THE RECORDS -

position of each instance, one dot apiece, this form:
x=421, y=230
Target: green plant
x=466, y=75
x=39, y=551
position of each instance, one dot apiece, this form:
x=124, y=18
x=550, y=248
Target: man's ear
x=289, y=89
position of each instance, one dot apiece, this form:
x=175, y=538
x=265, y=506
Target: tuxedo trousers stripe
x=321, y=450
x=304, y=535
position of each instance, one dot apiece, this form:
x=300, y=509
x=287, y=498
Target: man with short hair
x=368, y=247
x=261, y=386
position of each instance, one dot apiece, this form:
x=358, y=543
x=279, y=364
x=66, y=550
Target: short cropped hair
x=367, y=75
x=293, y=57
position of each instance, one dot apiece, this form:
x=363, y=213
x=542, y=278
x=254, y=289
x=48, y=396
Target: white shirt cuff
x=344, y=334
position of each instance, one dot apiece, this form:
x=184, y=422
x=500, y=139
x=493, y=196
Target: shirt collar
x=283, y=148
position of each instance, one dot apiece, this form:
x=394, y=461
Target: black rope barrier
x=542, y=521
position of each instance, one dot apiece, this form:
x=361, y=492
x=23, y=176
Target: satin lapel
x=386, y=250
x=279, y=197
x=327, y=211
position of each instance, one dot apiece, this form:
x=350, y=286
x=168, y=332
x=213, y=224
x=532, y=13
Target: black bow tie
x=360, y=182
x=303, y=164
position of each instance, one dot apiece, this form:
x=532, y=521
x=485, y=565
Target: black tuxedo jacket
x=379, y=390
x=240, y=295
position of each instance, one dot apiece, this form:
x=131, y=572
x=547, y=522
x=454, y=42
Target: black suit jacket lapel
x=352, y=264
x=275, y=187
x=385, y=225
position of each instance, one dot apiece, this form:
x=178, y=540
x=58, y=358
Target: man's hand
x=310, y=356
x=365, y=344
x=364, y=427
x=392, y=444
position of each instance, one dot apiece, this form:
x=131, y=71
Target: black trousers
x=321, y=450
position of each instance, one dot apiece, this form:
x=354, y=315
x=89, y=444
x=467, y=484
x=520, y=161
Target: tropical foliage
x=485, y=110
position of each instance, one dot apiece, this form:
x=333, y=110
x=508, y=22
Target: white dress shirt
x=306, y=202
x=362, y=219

INSTRUCTIONS TO FOLLOW -
List every line in the listing above that contains the word "jacket".

RESPONSE -
Target: black tuxedo jacket
Target: black suit jacket lapel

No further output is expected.